— Petikan Teks —
= = = =
Penyusutan luas lahan pertanian terus terjadi akibat alih fungsi lahan yang makin meningkat untuk penggunaan nonpertanian. Hal ini merupakan salah satu tantangan dalam mewujudkan ketahanan pangan nasional. Salah satu upaya pemerintah dalam menjamin ketersediaan lahan pertanian, yaitu penambahan luas lahan melalui program pencetakan sawah pada berbagai lahan yang belum diusahakan. Langkah strategis ini diharapkan dapat meningkatkan produksi dalam mendukung ketahanan pangan serta meningkatkan kesejahteraan petani.
Secara umum program cetak sawah bertujuan menambah luas baku lahan sawah (LBS) dan menghasilkan produksi utama berupa padi pada sawah baru sehingga dapat memenuhi kebutuhan pangan masyarakat. Kegiatan cetak sawah dilakukan pada lokasi yang memenuhi beberapa ketentuan terkait dengan ketersediaan lahan, sumber air, dan ketersediaan petani.
Ketentuan dalam Cetak Sawah
Lahan
Status lahan mencakup kepemilikan lahan jelas, lahan milik atau tanah rakyat; batas kepemilikan lahan jelas (tidak sengketa); lokasi tidak boleh dalam kawasan hutan, kawasan moratorium pengembangan gambut, atau kawasan perizinan lainnya. Lokasi berada pada satu hamparan minimal 5 ha, sesuai untuk budi daya sawah, dapat diakses, dan tidak termasuk luas baku sawah (LBS) terkini. Kemiringan lahan diutamakan <8%. Jaringan irigasi atau drainase sudah dibangun atau akan dibanguna yang selesainya bersamaan dengan selesainya sawah dicetak. Dalam rencana tata ruang wilayah (RTRW), calon lokasi masuk dalam kawasan pembangunan budi daya pertanian.
= = = =
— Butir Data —

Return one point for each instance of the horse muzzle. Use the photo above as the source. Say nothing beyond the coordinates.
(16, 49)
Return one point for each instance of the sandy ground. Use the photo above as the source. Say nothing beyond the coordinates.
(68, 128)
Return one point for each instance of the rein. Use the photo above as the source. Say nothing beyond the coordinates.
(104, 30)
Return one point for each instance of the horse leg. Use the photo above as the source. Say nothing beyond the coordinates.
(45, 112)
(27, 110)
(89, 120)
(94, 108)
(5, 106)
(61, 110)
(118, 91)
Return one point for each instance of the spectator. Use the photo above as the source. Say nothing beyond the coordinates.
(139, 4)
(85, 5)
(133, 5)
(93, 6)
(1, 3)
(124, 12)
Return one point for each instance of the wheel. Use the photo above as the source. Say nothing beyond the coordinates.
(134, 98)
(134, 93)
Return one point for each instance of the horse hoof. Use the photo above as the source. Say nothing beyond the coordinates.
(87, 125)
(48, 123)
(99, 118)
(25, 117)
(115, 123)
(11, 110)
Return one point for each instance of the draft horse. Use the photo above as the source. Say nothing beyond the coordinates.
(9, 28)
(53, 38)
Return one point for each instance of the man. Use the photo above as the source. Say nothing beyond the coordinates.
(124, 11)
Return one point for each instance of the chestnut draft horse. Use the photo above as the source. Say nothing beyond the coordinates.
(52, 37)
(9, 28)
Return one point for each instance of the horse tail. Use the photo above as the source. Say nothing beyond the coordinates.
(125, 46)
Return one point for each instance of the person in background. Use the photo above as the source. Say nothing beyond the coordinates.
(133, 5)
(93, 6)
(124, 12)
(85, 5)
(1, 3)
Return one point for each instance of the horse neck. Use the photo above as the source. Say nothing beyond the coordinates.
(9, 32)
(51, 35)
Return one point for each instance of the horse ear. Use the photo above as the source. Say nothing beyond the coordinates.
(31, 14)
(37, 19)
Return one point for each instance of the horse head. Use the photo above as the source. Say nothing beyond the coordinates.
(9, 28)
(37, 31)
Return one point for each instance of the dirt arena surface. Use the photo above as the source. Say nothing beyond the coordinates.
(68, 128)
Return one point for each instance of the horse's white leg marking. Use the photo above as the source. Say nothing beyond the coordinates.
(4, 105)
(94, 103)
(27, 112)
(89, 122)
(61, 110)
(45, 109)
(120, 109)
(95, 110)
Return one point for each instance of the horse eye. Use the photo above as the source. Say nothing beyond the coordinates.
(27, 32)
= = = =
— Yang Perlu Dilakukan —
Ulangi seluruh teks tentang cetak sawah kata demi kata tanpa perubahan apa pun. Gunakan hanya teks tentang cetak sawah sebagai acuan.

— Jawaban Latihan —
Penyusutan luas lahan pertanian terus terjadi akibat alih fungsi lahan yang makin meningkat untuk penggunaan nonpertanian. Hal ini merupakan salah satu tantangan dalam mewujudkan ketahanan pangan nasional. Salah satu upaya pemerintah dalam menjamin ketersediaan lahan pertanian, yaitu penambahan luas lahan melalui program pencetakan sawah pada berbagai lahan yang belum diusahakan. Langkah strategis ini diharapkan dapat meningkatkan produksi dalam mendukung ketahanan pangan serta meningkatkan kesejahteraan petani.
Secara umum program cetak sawah bertujuan menambah luas baku lahan sawah (LBS) dan menghasilkan produksi utama berupa padi pada sawah baru sehingga dapat memenuhi kebutuhan pangan masyarakat. Kegiatan cetak sawah dilakukan pada lokasi yang memenuhi beberapa ketentuan terkait dengan ketersediaan lahan, sumber air, dan ketersediaan petani.
Ketentuan dalam Cetak Sawah
Lahan
Status lahan mencakup kepemilikan lahan jelas, lahan milik atau tanah rakyat; batas kepemilikan lahan jelas (tidak sengketa); lokasi tidak boleh dalam kawasan hutan, kawasan moratorium pengembangan gambut, atau kawasan perizinan lainnya. Lokasi berada pada satu hamparan minimal 5 ha, sesuai untuk budi daya sawah, dapat diakses, dan tidak termasuk luas baku sawah (LBS) terkini. Kemiringan lahan diutamakan <8%. Jaringan irigasi atau drainase sudah dibangun atau akan dibanguna yang selesainya bersamaan dengan selesainya sawah dicetak. Dalam rencana tata ruang wilayah (RTRW), calon lokasi masuk dalam kawasan pembangunan budi daya pertanian.